[Извлечённый текст]:
——

Кто из нас не помнит, как в Доме искусств мы слушали Всеволода, как по-горьковски испытующе мы на него смотрели, как любопытство и восхищение брало верх над скепсисом: вряд ли привирает – слишком много видал; а что прикрашивает – так разве мы не пожалели бы с болью, если бы не слышали его изумляющих прикрас!
Это происходило несколько месяцев спустя после того, как Горький в своем кабинете познакомил меня с человеком, похожим на беглеца.
Может быть, одним из самых счастливых открытий, которое сделал Горький среди писателей, и был Всеволод Иванов,
* * *
Конец декабря был тяжек, мрак надвинувшейся зимы охватывал голодный город с медленной, тупой неотступностью. Пожалуй, слух о том, что заболел Горький, не мог особенно удивить: не мудрено заболеть в такую пору. Но все тревожнее говорилось о его болезни.
В соседней с кабинетом комнате, за ширмочкой, он сидел на кровати, высунув из-под китайского широченного красного халата забинтованную ступню. Он хмуро бранился на ногу – какой-то смехотворный нарыв под ногтем большого пальца, и вот, не угодно ли лежать в постели, – трудно придумать что-нибудь досаднее. Но это ворчанье слишком старательно отводило внимание от другой болезни, посерьезнее нарыва. Кашель душил его частыми, долгими хватками, и уже не создавалось впечатления, что Горький справляется с ним пренебрежительно: нужны были страшные усилия, чтобы подавить его выматывающие приступы.
Я никогда не видал его таким измученным, мне страшно быть ему в тягость, я хочу выйти, но он заставляет меня сесть. Едва только кашель отпускает его, он говорит быстро, точно торопится высказать как можно больше, пока есть дыхание. Наверно, у него жар, он слишком раздражен, привычная округлость его речи исчезла, слова как будто не обструганы, полны заноз.
Но его тема не отступает от него ни на шаг, и в эту минуту за этой ширмочкой, у кровати, становится невероятно, что он видит происходящее в самой глуши и в самом водовороте жизни многоликой и как будто далекой страны.

——

[Записанные сведения]:
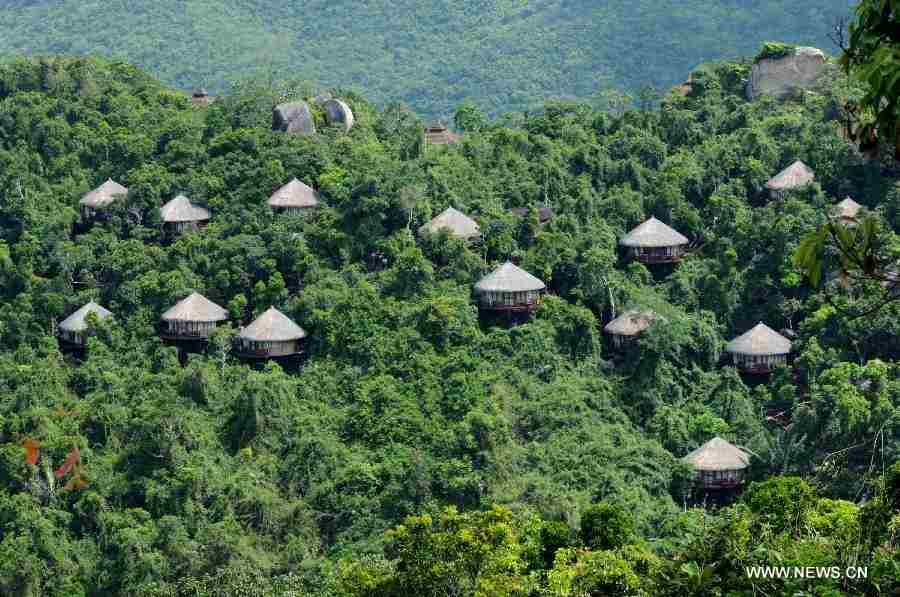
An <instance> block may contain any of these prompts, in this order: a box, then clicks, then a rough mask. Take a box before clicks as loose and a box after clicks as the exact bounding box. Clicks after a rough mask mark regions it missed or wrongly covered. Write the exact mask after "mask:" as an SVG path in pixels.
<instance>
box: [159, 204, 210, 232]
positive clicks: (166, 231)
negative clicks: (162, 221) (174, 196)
mask: <svg viewBox="0 0 900 597" xmlns="http://www.w3.org/2000/svg"><path fill="white" fill-rule="evenodd" d="M159 215H160V217H161V218H162V221H163V230H165V232H166V233H167V234H168V235H170V236H178V235H180V234H183V233H185V232H191V231H196V230H199V229H200V228H201V227H203V226H205V225H206V224H207V223H208V222H209V210H207V209H205V208H203V207H200V206H198V205H194V204H193V203H191V201H190V200H189V199H188V198H187V197H185V196H184V195H178V196H177V197H175V198H174V199H172V200H171V201H169V202H168V203H166V204H165V205H163V206H162V207H161V208H160V209H159Z"/></svg>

——

[Задание A]: Замените в тексте о Горьком «жар» на «температура» и перепишите всё, начиная с «Я никогда не» и вплоть до «будто далекой страны.».
[Задание B]: Продолжите текст о Горьком с того места, на котором он заканчивается.

[Ответ A]:
Я никогда не видал его таким измученным, мне страшно быть ему в тягость, я хочу выйти, но он заставляет меня сесть. Едва только кашель отпускает его, он говорит быстро, точно торопится высказать как можно больше, пока есть дыхание. Наверно, у него температура, он слишком раздражен, привычная округлость его речи исчезла, слова как будто не обструганы, полны заноз.
Но его тема не отступает от него ни на шаг, и в эту минуту за этой ширмочкой, у кровати, становится невероятно, что он видит происходящее в самой глуши и в самом водовороте жизни многоликой и как будто далекой страны.

[Ответ B]:
– Организовать труд – это сейчас самое главное. Надо вкоренить во всеобщее сознание важнейшую мысль: необходимо устройство субъективной, личной жизни, некая культура личности. Необходимо. Иначе захлестнет темная, инертная масса. Мужики-то непременно – захотят «попробовать». Сметут все. С годок поживут одни, сами. Потом увидят, что ничего не вышло, позовут варягов. Не чужих, а своих. Но позовут, позовут...
Надо бросить думать, что простым перекидыванием людских масс с одного фронта на другой можно чего-нибудь достичь. Необходим подбор человеческих особей по призваниям. Труд должен быть коллективный, организованный – несомненно. Но организованный свободно, то есть по принципу свободного выбора профессий. Троцкизмом ничего не добьешься... Ленин понимает это. Он совершенно согласен с такого рода тактикой и на хозяйственном, и на культурном «фронтах». Ленин-то вообще все понимает...
Горький улыбается, но улыбка делает еще очевиднее, как мучительно ему преодолевать болезнь. Опять он рассерженно показывает на ногу – палец, ах, если бы не палец! – но уже приступает новое удушье кашля.
И все же, все же настолько внедрилось правило: никогда не забывать о работе, – что он не может обойти постоянный вопрос:
– А как самое главное?
Он уже читал часть написанных мною сцен и все торопил – когда конец? Но писать было немыслимо – я был занят на службе ночью и днем, и он это хорошо видел.
Вдруг он скинул забинтованную ногу с кровати.
– Помогите-ка.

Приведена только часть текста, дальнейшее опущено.